> [Texto proporcionado]:
....................
Altercado entre la Junta y la Regencia
Los franceses, gracias a un invento nuevo, habían fundido en Sevilla unas piezas, entre morteros y obuses, los famosos Villantroys, que tenían más alcance de lo que hasta entonces se había logrado, para conseguir esta distancia a las granadas o bombas, le quitaron una parte de la pólvora y la rellenaron con plomo; debido a esto cuando caían, al ser poca la fuerza del explosivo, no explotaban, solamente se quebraban dejando a la vista el plomo de su interior, no causando daño ni siquiera susto, sirviendo sólo para dar motivo a burlas y coplas como la que se hizo famosa:
Con las bombas que tiran los fanfarrones,
Hacen las gaditanas tirabuzones.

Cuyo origen nos cuenta con andaluza gracia el P. Coloma en sus Recuerdos de Fernán Caballero,atribuyéndolo a un viejo vendedor de langostinos, el señó Miguelito Román, que fue quien largo rato después de haber caído la primera bomba, se atrevió a acercarse a ella, y como con un leve empuje del píe el casco se desmembró en tres o cuatro pedazos, quedó al descubierto la masa de plomo que contenía, y levantándola trabajosamente con ambas manos, dijo el vendedor de langostinos a los del corro que se había formado: “¡Anda! ¡Pá Tirabuzones!”, que así se llamaban los rizos que entonces gastaban las mujeres, y para formar los cuales sujetaban el pelo con pedacitos de plomo. Tuvo mucha gracia la ocurrencia del viejo, y ella hubo de ser, sin duda, la inspiración del poeta anónimo autor de la copla.
....................
[Datos de señalamiento de regiones]
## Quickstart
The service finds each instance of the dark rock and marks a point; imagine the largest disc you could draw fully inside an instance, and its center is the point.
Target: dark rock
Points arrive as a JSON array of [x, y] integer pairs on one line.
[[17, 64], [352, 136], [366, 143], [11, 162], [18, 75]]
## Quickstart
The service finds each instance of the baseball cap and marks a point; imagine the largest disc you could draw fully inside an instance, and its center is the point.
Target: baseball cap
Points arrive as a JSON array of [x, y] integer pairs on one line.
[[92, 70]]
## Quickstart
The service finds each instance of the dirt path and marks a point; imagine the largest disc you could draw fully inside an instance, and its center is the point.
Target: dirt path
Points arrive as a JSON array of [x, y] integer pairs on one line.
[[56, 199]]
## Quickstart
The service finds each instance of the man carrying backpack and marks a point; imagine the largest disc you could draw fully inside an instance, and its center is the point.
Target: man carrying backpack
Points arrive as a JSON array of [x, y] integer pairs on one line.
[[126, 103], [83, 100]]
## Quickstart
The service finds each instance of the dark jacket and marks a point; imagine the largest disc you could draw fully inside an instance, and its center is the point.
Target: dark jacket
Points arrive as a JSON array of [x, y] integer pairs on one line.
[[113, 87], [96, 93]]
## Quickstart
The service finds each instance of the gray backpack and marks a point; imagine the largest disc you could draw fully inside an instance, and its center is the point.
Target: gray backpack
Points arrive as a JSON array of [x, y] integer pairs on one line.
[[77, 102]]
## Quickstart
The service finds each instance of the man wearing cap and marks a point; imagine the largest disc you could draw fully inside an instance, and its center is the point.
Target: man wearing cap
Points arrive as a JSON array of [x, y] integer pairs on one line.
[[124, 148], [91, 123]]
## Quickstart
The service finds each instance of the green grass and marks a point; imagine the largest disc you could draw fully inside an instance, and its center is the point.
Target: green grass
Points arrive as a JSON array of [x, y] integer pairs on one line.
....................
> [La tarea]: Transcribe al pie de la letra el fragmento del texto sobre los Villantroys que va desde "Cuyo origen nos" hasta "de la copla.", ambos incluidos.

> [Respuesta a la tarea]:
Cuyo origen nos cuenta con andaluza gracia el P. Coloma en sus Recuerdos de Fernán Caballero,atribuyéndolo a un viejo vendedor de langostinos, el señó Miguelito Román, que fue quien largo rato después de haber caído la primera bomba, se atrevió a acercarse a ella, y como con un leve empuje del píe el casco se desmembró en tres o cuatro pedazos, quedó al descubierto la masa de plomo que contenía, y levantándola trabajosamente con ambas manos, dijo el vendedor de langostinos a los del corro que se había formado: “¡Anda! ¡Pá Tirabuzones!”, que así se llamaban los rizos que entonces gastaban las mujeres, y para formar los cuales sujetaban el pelo con pedacitos de plomo. Tuvo mucha gracia la ocurrencia del viejo, y ella hubo de ser, sin duda, la inspiración del poeta anónimo autor de la copla.